_MATERIAL FOR THIS EXERCISE_.
╔══

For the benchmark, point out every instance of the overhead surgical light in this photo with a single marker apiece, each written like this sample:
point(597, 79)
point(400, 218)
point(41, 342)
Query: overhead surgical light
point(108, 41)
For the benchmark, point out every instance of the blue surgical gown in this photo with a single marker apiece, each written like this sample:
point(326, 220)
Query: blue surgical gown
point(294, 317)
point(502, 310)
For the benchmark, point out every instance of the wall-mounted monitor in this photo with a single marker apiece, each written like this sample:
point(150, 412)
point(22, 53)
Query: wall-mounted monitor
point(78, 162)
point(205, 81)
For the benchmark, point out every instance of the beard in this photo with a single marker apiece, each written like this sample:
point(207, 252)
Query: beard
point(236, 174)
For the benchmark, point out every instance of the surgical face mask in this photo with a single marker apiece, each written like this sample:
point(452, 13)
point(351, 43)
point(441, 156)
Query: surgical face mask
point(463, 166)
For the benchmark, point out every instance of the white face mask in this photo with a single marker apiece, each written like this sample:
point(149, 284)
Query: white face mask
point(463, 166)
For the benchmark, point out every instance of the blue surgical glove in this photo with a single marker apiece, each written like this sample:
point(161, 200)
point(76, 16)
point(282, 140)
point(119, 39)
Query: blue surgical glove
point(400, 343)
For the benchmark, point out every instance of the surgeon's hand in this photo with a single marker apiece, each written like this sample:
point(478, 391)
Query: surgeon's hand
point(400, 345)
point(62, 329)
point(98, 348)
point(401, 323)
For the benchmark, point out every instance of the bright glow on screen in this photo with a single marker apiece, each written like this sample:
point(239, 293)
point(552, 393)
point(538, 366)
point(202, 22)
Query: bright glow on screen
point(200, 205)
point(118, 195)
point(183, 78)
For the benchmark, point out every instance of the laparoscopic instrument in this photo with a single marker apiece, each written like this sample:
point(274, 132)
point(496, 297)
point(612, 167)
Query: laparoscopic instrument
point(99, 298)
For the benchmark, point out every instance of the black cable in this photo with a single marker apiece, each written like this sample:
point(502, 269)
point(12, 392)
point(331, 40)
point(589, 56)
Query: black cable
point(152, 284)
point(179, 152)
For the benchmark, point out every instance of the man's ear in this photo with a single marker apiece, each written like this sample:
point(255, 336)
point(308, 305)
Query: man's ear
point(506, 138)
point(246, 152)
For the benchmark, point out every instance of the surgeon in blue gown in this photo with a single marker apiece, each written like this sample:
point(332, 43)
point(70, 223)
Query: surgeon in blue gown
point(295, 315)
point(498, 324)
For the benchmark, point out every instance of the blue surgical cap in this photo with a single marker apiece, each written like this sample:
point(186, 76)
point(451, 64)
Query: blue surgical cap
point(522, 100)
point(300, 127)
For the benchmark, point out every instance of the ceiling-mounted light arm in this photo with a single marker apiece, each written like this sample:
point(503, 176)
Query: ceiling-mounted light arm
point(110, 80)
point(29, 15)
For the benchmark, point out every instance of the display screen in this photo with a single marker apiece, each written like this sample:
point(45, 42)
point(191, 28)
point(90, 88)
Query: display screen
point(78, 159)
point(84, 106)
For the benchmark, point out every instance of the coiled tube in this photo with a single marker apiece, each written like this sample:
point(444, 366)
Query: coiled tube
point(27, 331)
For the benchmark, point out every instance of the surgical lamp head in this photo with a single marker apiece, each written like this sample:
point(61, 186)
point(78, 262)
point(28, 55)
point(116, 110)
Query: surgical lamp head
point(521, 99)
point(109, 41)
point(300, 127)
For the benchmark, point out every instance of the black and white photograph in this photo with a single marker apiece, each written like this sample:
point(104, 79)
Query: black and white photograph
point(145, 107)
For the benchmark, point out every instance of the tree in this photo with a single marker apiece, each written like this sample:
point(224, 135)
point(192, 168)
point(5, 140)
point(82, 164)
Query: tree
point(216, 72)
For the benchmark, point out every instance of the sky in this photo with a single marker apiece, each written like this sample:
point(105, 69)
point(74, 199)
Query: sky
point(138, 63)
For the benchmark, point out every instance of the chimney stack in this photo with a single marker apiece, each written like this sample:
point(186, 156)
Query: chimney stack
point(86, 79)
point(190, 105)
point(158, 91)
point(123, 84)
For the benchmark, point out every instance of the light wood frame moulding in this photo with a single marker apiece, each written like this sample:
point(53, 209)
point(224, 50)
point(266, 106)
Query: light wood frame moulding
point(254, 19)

╚══

_YOUR GOAL_. Reproduce all of the data above verbatim, keeping every line in its original order.

_SOLUTION TO THE PROBLEM_.
For the benchmark, point out every instance of the overhead surgical light in this photo with a single marker apiece, each written like this sample:
point(597, 79)
point(400, 218)
point(41, 342)
Query: overhead surgical light
point(108, 41)
For the benchmark, point out every instance of the blue surgical gown in this photo with a single marker apiece, each written like this sample:
point(326, 220)
Query: blue surgical gown
point(294, 317)
point(502, 310)
For the benchmark, point out every instance of the wall-mounted monitor in this photo with a single marker apiece, each written like this sample:
point(150, 412)
point(22, 53)
Query: wall-mounted monitor
point(78, 162)
point(205, 81)
For the benchmark, point out every instance of the beard in this photo with a single marker apiece, each written like this sample:
point(207, 252)
Query: beard
point(236, 174)
For the benchmark, point out every instance of the surgical face mask in this photo with a single marker apiece, each written like this sample:
point(452, 13)
point(351, 43)
point(441, 156)
Query: surgical face mask
point(463, 166)
For the benchmark, point out every instance of the white face mask in this photo with a single marker apiece, each written like this sample:
point(149, 284)
Query: white face mask
point(463, 166)
For the benchmark, point out every instance of the blue surgical glove in this photo with a single marker apiece, each written like this sample:
point(161, 200)
point(76, 16)
point(282, 140)
point(119, 39)
Query: blue surgical glove
point(400, 343)
For the benchmark, point out every instance of the surgeon's hand in this photo with a single marker apiece, each written like this sample:
point(478, 391)
Query: surgeon's hand
point(400, 345)
point(62, 329)
point(98, 348)
point(401, 323)
For the benchmark, point out every instance of the bright glow on screen in this photo with a single marker apiece, each written like this sample:
point(239, 293)
point(552, 393)
point(538, 366)
point(202, 22)
Query: bright glow on screen
point(200, 205)
point(118, 195)
point(183, 78)
For the benchmark, point out every instance of the laparoscopic instrument in this photo with a single marker apiece, each written like this sample:
point(274, 132)
point(496, 297)
point(612, 167)
Query: laparoscopic instrument
point(99, 298)
For the benchmark, point out every instance of the black cable in this photo with a single marker apiece, each written like this sample:
point(502, 269)
point(12, 392)
point(331, 40)
point(589, 56)
Query: black cable
point(152, 284)
point(179, 152)
For the benchmark, point out every instance of the man's ear in this photo with a single marker apiece, each written like this sample:
point(255, 336)
point(308, 305)
Query: man's ear
point(506, 138)
point(246, 152)
For the benchmark, point out every instance of the surgeon in blue gown in this photo with a single marker apiece, each written like this sample:
point(332, 43)
point(70, 223)
Query: surgeon in blue gown
point(295, 315)
point(498, 324)
For the benchmark, point out every instance of the blue surgical cap in this photo with a single marker apiece, each written like this sample:
point(186, 76)
point(451, 64)
Query: blue surgical cap
point(522, 100)
point(300, 127)
For the benchmark, point out every instance of the ceiling-mounted light arm in this photo with a single marker apiece, each written like this sample:
point(503, 176)
Query: ceiling-mounted light arm
point(110, 80)
point(29, 15)
For the benchmark, point out every instance of the display screen in this photo with a single marker apiece, each written like this sample:
point(45, 42)
point(191, 28)
point(90, 88)
Query: display screen
point(78, 159)
point(84, 106)
For the benchmark, point out every instance of the coiled tube in this photo with a single marker apiece, each written like this sample:
point(444, 366)
Query: coiled tube
point(27, 331)
For the benchmark, point out every instance of the surgical lamp head in this photo with a single marker apiece, each written like this sample:
point(61, 186)
point(78, 262)
point(28, 55)
point(116, 110)
Query: surgical lamp head
point(521, 99)
point(109, 41)
point(300, 127)
For the benchmark, point out every instance of the black and white photograph in this photo with a single marker apiece, each written like this sample:
point(104, 79)
Query: black and white photograph
point(145, 107)
For the benchmark, point out every instance of the tree in this photo with a single marker apiece, each written like this sample:
point(224, 135)
point(192, 168)
point(5, 140)
point(82, 164)
Query: tree
point(216, 72)
For the benchmark, point out every instance of the sky in this photo with a single marker apiece, each written like this sample:
point(105, 69)
point(74, 199)
Query: sky
point(138, 63)
For the benchmark, point out every instance of the chimney stack in this photo with a single marker apiece, each written like this sample:
point(186, 156)
Query: chimney stack
point(86, 79)
point(190, 105)
point(158, 91)
point(123, 84)
For the benchmark, point out every instance of the light wood frame moulding in this photo with a single marker apiece, each written like this sample:
point(53, 209)
point(224, 50)
point(266, 106)
Query: light wood frame moulding
point(254, 19)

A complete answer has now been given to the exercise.